> _PROVIDED TEXT_:
►
But his true moment of glory came during the bonus penalty shoot-out, saving four penalties from increasingly distraught Lyon players. Four penalties Karl? Four? That’s insane.

The first was kept out by a right arm stronger than a plank of wood, while the second demonstrated Hein’s cat-like reflexes as he sprung to his right to keep out a fierce effort.

With the souls of his opponents safely in Hein’s back pocket, the result of the final two spot-kicks was inevitable. The first rebounded away like a tennis ball flung at a brick wall, while the final Lyon penalty-taker was spooked into striking the most pathetic Panenka we’ve ever seen.

“It was so exciting for my whole family when I joined,” Hein told Arsenal’s official website this week.

“Very exciting, as a young Estonian boy, to go into a top club in Europe. It was surreal. My parents always, always backed me and we were all so happy to go to such a big club from Estonia. Just surreal.

“I had never been to England before so it was a massive change of culture, city, everything.

“I can’t lie, it was difficult at first. It was difficult to leave home. That moment when you realise, ‘Oh my God, I’m 16 and I’m not going to be at home anymore’.

“But when I had a bit of a homesickness coming, I always said to myself: ‘Come on Karl, you’re at Arsenal now, it doesn’t get better than that’. It was what I wanted, what I dreamed of, so it never affected me.

“I probably had homesickness for a few months when I was first here, but then that realisation that this is my dream to be here, so just crack on. That always motivated me even more,

“My parents come over every now and then but I’m completely settled here now. I have my own life here, my own apartment and all that, so I’m very settled now, very happy.

“I feel very natural to be here in London now, I know the system, how things work in the club and the city, I’m very at home.

“Especially I’m enjoying the football and everything right now.”

Hein remains behind Aaron Ramsdale and Matt Turner in the Arsenal pecking order, but his eye-catching ability to save penalties is sure to make him a cult hero at the Emirates.

Keep an eye on Hein during the early rounds of next season’s League Cup; his spot-kick prowess would make the most assured duellist tremble in their wake.
◄
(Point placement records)
►
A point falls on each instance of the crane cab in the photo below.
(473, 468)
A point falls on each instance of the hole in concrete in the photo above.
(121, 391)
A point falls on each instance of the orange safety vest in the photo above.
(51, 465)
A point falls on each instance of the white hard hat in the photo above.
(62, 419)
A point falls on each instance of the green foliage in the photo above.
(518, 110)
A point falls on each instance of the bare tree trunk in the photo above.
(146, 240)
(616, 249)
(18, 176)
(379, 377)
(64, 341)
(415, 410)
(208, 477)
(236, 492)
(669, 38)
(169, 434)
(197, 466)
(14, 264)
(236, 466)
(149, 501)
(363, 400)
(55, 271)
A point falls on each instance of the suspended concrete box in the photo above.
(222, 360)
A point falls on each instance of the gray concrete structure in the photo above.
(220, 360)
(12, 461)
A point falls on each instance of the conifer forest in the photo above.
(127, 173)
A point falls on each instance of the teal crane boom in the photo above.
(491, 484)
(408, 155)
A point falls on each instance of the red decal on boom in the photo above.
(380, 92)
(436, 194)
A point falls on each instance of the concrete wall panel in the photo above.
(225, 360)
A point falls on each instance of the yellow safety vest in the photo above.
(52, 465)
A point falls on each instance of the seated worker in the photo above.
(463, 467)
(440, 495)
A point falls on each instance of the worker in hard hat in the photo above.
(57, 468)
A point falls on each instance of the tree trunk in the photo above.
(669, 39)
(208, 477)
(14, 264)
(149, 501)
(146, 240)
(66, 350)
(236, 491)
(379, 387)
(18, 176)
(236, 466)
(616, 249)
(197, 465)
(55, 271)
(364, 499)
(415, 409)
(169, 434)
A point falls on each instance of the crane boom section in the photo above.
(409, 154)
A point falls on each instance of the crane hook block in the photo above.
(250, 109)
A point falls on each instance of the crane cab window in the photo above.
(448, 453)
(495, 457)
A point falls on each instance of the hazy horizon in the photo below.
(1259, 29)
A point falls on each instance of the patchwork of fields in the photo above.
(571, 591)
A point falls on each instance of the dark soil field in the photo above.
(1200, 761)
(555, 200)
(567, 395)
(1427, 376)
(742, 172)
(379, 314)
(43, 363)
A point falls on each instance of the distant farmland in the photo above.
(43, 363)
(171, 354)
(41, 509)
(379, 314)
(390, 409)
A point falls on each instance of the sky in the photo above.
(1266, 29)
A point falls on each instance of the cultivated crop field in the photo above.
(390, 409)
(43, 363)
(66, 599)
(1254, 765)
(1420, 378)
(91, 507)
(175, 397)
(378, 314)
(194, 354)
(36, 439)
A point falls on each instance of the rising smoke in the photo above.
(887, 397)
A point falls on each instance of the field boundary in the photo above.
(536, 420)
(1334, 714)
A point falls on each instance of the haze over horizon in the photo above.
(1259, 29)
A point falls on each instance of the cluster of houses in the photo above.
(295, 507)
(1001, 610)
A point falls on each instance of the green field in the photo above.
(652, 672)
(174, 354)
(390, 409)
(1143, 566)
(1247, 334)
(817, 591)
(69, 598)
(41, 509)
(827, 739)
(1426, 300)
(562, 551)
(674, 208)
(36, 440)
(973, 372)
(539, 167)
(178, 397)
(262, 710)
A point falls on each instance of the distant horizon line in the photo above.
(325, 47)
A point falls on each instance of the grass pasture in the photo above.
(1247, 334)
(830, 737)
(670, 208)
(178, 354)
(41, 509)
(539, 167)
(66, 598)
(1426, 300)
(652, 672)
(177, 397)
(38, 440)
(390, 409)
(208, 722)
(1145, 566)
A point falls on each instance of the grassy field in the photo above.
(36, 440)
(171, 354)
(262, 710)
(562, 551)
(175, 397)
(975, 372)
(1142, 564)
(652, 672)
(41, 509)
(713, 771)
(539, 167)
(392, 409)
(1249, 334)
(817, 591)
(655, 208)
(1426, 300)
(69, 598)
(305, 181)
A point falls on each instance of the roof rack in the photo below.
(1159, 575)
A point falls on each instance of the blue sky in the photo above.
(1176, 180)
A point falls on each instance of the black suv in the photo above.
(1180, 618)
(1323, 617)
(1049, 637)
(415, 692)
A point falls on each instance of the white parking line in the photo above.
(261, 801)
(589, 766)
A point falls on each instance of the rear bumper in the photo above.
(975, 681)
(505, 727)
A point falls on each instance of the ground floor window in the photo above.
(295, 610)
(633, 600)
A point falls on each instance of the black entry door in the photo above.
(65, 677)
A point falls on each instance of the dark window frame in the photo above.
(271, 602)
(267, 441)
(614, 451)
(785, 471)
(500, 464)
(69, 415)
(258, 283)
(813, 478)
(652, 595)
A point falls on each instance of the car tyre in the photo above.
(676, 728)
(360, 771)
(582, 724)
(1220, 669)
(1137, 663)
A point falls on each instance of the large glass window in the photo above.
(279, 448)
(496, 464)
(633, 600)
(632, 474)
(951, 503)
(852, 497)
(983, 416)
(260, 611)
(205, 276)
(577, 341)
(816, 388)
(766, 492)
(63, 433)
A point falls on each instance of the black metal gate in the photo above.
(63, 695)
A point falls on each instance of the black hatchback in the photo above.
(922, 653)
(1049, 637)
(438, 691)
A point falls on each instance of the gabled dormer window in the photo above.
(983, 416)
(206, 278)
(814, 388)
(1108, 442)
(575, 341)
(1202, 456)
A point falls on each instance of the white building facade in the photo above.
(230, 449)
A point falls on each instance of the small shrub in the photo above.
◄
> _WHAT THIS EXERCISE ASKS_:
1 > Write out the portion of the passage on Karl Hein that opens with the words containing "With the souls" and closes with "culture, city, everything.".
2 > In the passage on Karl Hein, which two goalkeepers does Hein remain behind in the Arsenal pecking order?
These lines have nothing to do with the passage on Karl Hein.

> _COMPLETE ANSWERS_:
1 >
With the souls of his opponents safely in Hein’s back pocket, the result of the final two spot-kicks was inevitable. The first rebounded away like a tennis ball flung at a brick wall, while the final Lyon penalty-taker was spooked into striking the most pathetic Panenka we’ve ever seen.

“It was so exciting for my whole family when I joined,” Hein told Arsenal’s official website this week.

“Very exciting, as a young Estonian boy, to go into a top club in Europe. It was surreal. My parents always, always backed me and we were all so happy to go to such a big club from Estonia. Just surreal.

“I had never been to England before so it was a massive change of culture, city, everything.

2 > Aaron Ramsdale and Matt Turner